É claro que eu cheguei lá de camiseta e calça jeans e os caras falaram: “você não vai entrar aqui, desse jeito. Você tem que estar a caráter, você tem que estar com traje adequado”. E eu, lógico, fui ver que o traje adequado era um terno. Eu tinha que ter um terno, usar paletó e gravata. Então eu fui nos gabinetes dos deputados que eu conhecia na época. Eu não me esqueço que o Domingos Leonelli me arrumou o paletó; o Márcio Santilli, a gravata; o gabinete do Fábio Feldmann me arrumou mais algum acessório e eu me pus naquela condição de parlamentar e pude ser admitido no recinto. 
 
E claro, eu levava o segredo no bolso, um potinho com aquela tinta preta, que eu passei no rosto. Eu sabia que não adiantava eu chegar lá e, em 10 minutos, espernear e convencer 500 parlamentares a aprovar o direito dos índios na Constituição, porque a luta política naquela época era muito aberta e o racismo, o preconceito, eram muito explícitos. 
 
Eu pensei: “bom, não adianta. Por mais incrível que seja meu discurso aqui, os caras não vão me escutar”. Foi daí que nasceu aquele gesto que hoje é chamado de performance. Dez anos depois me disseram: “você fez uma performance”. Eu não tinha a menor ideia disso e eu acho que, nem no contexto da cultura brasileira, a ideia de alguém fazer uma performance ainda não era uma coisa tão comum.
 
A gente não tinha internet, que nasceu 20 anos depois. É muito interessante lembrar tudo isso. Pessoas das novas gerações podem pensar que eu estava fazendo uma selfie de lá de dentro do Parlamento. Não, o negócio lá era duro. Era você encarar mesmo, argumentar e ser ouvido. Não tinha nenhum jeito de você apelar para quem estava fora daquele salão, não tinha opinião pública que você mobilizava.

Entradas de dados:
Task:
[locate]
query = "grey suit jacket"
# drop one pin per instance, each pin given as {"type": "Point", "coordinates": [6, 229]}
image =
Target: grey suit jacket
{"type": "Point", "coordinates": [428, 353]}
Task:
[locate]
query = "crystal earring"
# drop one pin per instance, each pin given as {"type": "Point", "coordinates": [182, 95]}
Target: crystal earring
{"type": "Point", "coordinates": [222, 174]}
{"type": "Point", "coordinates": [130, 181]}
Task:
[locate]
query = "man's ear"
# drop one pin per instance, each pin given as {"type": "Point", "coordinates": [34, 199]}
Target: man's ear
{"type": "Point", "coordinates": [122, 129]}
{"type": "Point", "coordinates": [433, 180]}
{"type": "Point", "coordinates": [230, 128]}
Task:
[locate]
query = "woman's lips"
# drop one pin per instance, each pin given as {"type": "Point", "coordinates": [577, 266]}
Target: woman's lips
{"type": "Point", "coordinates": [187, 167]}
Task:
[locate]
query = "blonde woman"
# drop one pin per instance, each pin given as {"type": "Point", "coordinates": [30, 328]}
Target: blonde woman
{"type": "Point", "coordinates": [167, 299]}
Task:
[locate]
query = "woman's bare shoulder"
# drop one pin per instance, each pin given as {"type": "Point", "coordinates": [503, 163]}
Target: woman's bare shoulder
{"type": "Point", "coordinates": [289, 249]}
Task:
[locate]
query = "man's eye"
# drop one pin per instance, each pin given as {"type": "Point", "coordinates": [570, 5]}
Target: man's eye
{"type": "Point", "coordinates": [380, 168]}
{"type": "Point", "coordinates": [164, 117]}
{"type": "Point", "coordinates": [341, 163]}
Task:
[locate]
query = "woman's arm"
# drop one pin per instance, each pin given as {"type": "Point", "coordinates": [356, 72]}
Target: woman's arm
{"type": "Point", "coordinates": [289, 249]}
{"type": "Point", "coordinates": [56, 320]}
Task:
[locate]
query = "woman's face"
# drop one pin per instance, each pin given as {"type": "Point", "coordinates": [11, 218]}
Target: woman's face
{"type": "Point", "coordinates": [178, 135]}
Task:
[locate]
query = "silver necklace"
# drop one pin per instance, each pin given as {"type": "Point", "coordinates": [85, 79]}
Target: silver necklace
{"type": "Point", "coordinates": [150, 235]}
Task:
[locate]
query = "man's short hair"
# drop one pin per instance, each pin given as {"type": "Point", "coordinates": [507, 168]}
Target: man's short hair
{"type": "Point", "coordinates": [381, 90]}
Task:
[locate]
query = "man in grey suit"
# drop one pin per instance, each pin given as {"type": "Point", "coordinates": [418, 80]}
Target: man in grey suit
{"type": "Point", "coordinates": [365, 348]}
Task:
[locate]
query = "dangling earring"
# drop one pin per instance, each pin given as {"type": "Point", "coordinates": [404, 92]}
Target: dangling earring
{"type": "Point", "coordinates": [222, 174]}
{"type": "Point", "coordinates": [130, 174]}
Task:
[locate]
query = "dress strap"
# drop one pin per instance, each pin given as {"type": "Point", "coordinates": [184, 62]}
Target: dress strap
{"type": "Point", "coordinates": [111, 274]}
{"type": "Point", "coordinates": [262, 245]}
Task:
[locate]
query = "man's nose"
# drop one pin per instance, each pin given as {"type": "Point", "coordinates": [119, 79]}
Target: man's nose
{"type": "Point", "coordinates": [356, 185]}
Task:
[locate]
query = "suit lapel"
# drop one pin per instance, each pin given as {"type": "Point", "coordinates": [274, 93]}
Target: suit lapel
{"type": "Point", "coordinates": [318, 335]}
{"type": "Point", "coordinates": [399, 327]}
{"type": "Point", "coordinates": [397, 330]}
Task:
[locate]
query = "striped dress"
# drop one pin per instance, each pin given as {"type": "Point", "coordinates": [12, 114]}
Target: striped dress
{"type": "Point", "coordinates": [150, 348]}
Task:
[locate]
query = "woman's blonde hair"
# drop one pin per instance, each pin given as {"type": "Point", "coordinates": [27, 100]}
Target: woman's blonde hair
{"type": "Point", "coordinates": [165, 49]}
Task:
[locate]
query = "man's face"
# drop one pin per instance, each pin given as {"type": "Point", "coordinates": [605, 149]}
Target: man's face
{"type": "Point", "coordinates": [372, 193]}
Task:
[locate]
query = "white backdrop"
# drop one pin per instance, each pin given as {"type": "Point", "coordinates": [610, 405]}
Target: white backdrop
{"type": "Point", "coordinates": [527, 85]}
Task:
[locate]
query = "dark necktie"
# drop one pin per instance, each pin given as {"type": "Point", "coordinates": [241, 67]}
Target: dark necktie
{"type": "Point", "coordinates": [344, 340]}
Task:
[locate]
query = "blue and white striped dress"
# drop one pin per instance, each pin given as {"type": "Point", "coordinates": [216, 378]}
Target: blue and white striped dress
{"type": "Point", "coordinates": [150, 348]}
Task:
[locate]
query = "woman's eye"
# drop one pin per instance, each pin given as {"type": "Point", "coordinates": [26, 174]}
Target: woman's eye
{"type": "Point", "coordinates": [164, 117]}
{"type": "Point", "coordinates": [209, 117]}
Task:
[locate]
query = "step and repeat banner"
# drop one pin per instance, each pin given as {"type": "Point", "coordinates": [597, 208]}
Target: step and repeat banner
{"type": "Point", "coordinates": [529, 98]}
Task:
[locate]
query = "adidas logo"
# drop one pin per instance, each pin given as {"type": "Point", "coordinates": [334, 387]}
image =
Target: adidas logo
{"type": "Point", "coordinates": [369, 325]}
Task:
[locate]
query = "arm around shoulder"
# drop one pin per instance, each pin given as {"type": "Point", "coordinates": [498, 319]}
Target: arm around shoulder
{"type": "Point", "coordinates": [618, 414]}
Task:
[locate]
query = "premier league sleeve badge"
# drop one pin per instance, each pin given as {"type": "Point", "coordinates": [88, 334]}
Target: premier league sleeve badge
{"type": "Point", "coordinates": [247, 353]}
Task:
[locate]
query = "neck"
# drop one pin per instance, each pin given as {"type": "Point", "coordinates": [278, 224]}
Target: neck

Instruções do exercício:
A: Reescreva a parte do trecho fornecido entre "E claro, eu" e "eram muito explícitos.", inclusive, trocando "potinho" por "frasco".
B: Responda às perguntas a seguir de acordo com o trecho fornecido.
(i) Quem arrumou a gravata?
(ii) Quantos parlamentares não adiantava tentar convencer em 10 minutos?
(iii) Quantos anos depois daquela época nasceu a internet?

Respostas em ordem:
A:
E claro, eu levava o segredo no bolso, um frasco com aquela tinta preta, que eu passei no rosto. Eu sabia que não adiantava eu chegar lá e, em 10 minutos, espernear e convencer 500 parlamentares a aprovar o direito dos índios na Constituição, porque a luta política naquela época era muito aberta e o racismo, o preconceito, eram muito explícitos.

B:
(i) Márcio Santilli.
(ii) 500 parlamentares.
(iii) 20 anos depois.